ACTIVITY: Write the records below out again word for word, with the pictures removed.

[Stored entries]

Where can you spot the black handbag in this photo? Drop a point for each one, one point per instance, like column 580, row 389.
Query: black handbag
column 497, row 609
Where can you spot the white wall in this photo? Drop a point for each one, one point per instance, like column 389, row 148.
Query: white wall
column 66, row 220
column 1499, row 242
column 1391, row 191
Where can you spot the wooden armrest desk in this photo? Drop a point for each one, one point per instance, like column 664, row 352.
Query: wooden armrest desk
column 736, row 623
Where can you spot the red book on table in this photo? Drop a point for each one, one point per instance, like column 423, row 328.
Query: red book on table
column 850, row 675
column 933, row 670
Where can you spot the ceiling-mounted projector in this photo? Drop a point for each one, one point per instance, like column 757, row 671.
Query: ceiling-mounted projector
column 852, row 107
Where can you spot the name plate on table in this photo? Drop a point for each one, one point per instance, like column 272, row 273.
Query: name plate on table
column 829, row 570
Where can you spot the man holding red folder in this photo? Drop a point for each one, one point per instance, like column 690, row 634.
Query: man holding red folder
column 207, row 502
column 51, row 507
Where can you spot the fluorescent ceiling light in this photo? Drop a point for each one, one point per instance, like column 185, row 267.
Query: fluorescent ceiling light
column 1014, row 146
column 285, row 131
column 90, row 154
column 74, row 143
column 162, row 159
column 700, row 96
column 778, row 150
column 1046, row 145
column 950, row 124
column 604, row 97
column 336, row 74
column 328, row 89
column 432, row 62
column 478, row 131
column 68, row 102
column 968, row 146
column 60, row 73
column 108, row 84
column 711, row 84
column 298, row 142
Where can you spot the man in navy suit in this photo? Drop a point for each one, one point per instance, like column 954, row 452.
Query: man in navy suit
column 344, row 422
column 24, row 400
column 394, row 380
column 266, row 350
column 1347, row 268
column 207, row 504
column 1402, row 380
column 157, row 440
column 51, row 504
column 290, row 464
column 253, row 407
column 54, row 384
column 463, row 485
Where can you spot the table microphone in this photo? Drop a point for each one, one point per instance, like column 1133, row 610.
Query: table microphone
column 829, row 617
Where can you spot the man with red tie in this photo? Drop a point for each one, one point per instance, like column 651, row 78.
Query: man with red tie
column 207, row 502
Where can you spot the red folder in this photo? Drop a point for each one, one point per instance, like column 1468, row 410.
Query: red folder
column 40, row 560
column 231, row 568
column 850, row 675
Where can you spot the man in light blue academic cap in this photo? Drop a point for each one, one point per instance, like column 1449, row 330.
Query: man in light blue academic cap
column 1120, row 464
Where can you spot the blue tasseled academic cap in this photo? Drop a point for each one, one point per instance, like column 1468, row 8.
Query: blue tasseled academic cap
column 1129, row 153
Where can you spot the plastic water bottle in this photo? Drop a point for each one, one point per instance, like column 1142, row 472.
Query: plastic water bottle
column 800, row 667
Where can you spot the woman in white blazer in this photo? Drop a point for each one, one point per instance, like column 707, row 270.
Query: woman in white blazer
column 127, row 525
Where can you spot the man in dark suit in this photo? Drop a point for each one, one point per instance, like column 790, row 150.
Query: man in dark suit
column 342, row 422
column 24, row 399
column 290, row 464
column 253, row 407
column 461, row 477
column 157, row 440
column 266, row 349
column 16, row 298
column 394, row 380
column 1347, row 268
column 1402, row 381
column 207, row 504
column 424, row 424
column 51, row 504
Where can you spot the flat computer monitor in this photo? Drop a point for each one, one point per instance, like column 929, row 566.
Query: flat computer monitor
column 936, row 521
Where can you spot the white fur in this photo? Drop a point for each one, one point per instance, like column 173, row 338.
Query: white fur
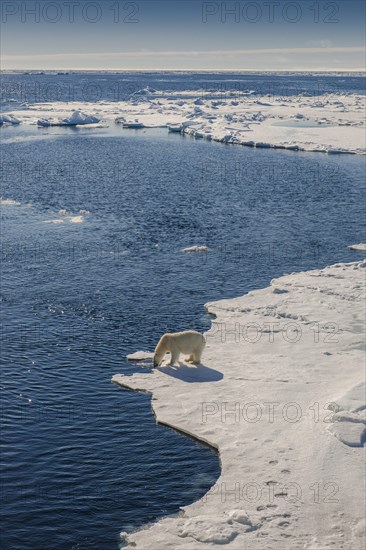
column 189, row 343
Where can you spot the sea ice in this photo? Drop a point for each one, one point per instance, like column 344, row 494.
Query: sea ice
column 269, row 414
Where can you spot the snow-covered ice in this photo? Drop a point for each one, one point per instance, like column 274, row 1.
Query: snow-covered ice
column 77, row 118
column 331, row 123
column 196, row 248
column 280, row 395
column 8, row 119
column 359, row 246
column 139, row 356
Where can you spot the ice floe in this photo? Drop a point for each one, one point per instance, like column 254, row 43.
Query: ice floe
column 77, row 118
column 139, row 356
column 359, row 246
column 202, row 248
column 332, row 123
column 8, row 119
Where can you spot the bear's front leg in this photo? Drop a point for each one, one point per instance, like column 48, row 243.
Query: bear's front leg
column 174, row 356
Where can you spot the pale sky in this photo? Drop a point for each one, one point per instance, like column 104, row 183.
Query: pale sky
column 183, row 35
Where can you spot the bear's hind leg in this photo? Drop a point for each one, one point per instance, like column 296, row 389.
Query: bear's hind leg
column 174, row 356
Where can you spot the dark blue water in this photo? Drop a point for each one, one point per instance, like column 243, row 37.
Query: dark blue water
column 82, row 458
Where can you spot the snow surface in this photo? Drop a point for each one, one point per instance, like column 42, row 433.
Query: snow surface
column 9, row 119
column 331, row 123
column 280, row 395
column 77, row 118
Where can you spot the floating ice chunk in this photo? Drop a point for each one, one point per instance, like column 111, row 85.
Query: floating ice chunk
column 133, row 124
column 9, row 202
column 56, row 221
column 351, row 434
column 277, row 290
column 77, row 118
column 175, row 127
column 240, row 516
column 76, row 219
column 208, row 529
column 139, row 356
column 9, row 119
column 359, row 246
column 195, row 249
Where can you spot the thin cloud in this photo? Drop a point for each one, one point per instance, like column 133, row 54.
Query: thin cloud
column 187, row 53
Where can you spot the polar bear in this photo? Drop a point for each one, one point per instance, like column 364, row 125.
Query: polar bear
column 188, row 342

WRITTEN RESPONSE:
Where can you spot the black handbag in this photo? Drop a point for each one, one point per instance, like column 580, row 389.
Query: black handbag
column 497, row 609
Where can you spot the white wall in this photo? Drop a point for each one, one point per instance, like column 389, row 148.
Query: white wall
column 66, row 220
column 1499, row 242
column 1391, row 191
Where can you spot the wooden armrest desk in this photo? Drop a point for each one, one point per instance, like column 664, row 352.
Query: wooden armrest desk
column 736, row 623
Where can you spot the red book on table in this photo? Drop a point for each one, one point per instance, like column 423, row 328.
Query: red book on table
column 850, row 675
column 933, row 670
Where can you spot the ceiling-mounted projector in this photo? Drop a point for each one, one point per instance, like column 757, row 671.
Query: ceiling-mounted projector
column 852, row 107
Where can you spot the name plate on table in this photo? Drop a point for each one, one point per instance, like column 272, row 273.
Query: name plate on table
column 829, row 570
Where can you spot the man holding red folder in this photo? Drop a point for each one, one point per instance, like column 690, row 634.
Query: man holding red folder
column 207, row 502
column 51, row 507
Where can you spot the fluorescent ceiling light in this photo? Drop a point for each one, one point per instance, like column 185, row 267.
Query: fluorescent ceiling light
column 1014, row 146
column 285, row 131
column 90, row 154
column 74, row 143
column 162, row 159
column 700, row 96
column 778, row 150
column 1046, row 145
column 950, row 124
column 604, row 97
column 336, row 74
column 328, row 89
column 432, row 62
column 478, row 131
column 68, row 102
column 968, row 146
column 60, row 73
column 108, row 84
column 711, row 84
column 298, row 142
Where can you spot the man in navy suit in this photo? Drop a point for each one, one point per instance, like column 954, row 452.
Query: man in navy suit
column 344, row 422
column 24, row 400
column 394, row 380
column 266, row 350
column 1347, row 268
column 207, row 504
column 1402, row 380
column 157, row 440
column 51, row 504
column 290, row 464
column 253, row 407
column 54, row 384
column 463, row 485
Where can you spot the table microphone in this photo? Drop a point for each one, one point per instance, like column 1133, row 610.
Query: table microphone
column 829, row 617
Where can you spot the man with red tie in this photo? Drop a point for each one, one point per instance, like column 651, row 78.
Query: man with red tie
column 207, row 502
Where can you spot the red folder in this photo? Drop a point for each one, one point per instance, like column 1468, row 410.
Query: red folder
column 40, row 560
column 231, row 568
column 850, row 675
Where can you spot the man in light blue academic cap in this photo? Drop a point for each one, one point per instance, like column 1449, row 330.
Query: man in light blue academic cap
column 1120, row 464
Where can you spot the blue tasseled academic cap in this photo? Drop a point for each one, one point per instance, like column 1468, row 8.
Query: blue tasseled academic cap
column 1129, row 153
Where can you spot the plastic water bottle in this photo? Drop a point for each one, one point per instance, like column 1142, row 472.
Query: plastic water bottle
column 800, row 667
Where can you spot the woman in white blazer in this photo? Drop a point for each one, one point per instance, like column 707, row 270.
Query: woman in white blazer
column 127, row 525
Where can you spot the man in dark suit in this photo? Drop a point for each one, one point per instance, like column 790, row 150.
Query: man in dark suit
column 342, row 422
column 24, row 399
column 290, row 464
column 253, row 407
column 461, row 477
column 157, row 440
column 266, row 349
column 16, row 298
column 394, row 380
column 1347, row 268
column 1402, row 381
column 207, row 504
column 424, row 424
column 51, row 504
Where can you spot the flat computer monitor in this photo? Drop a point for each one, one point per instance, like column 929, row 566.
Query: flat computer monitor
column 936, row 521
Where can you spot the white fur in this photo? Drop a point for each one, one point per instance, like column 173, row 338.
Query: white fur
column 189, row 343
Where can you spot the sea ice in this photo? Drop a point for each one, one point per instance, like column 344, row 494.
Query: sea ice
column 269, row 414
Where can you spot the snow-covered ice in this photo? Drop a point for each one, one point per instance, like column 274, row 1.
Query: snow-covered ice
column 77, row 118
column 331, row 123
column 196, row 248
column 280, row 395
column 8, row 119
column 359, row 246
column 139, row 356
Where can you spot the ice floe in this photo? Drop a point for each one, one point per instance, like column 254, row 43.
Query: ice floe
column 77, row 118
column 139, row 356
column 359, row 246
column 202, row 248
column 332, row 123
column 8, row 119
Where can you spot the bear's front leg in this photo? Drop a point for each one, one point per instance, like column 48, row 243.
Query: bear's front leg
column 174, row 356
Where can you spot the pale sky in this photo? Drop a point for each one, one point per instance, like column 104, row 183.
Query: pale sky
column 183, row 35
Where can you spot the bear's hind leg in this photo? Drop a point for each one, one point per instance, like column 296, row 389.
Query: bear's hind leg
column 174, row 356
Where can you spot the dark blue water in this photo? Drop a point for each one, one point per instance, like column 243, row 37.
Query: dark blue water
column 82, row 458
Where can you spot the snow surface in this photo? Drop a point for each one, one point per instance, like column 42, row 433.
Query: snow surface
column 9, row 119
column 331, row 123
column 280, row 395
column 77, row 118
Where can you spot the floating ice chunk in this photo? Drop a point for each one, one point per instance, like column 111, row 85.
Query: floating ice chunk
column 133, row 124
column 9, row 202
column 56, row 221
column 351, row 434
column 277, row 290
column 77, row 118
column 175, row 127
column 240, row 516
column 76, row 219
column 208, row 529
column 139, row 356
column 9, row 119
column 359, row 246
column 195, row 249
Where can you spot the thin cloud in this photo? Drop a point for each one, one point per instance, like column 133, row 54.
Query: thin cloud
column 187, row 53
Where can you spot the polar bear in this photo? Drop a point for each one, one point per instance, like column 364, row 125.
Query: polar bear
column 188, row 342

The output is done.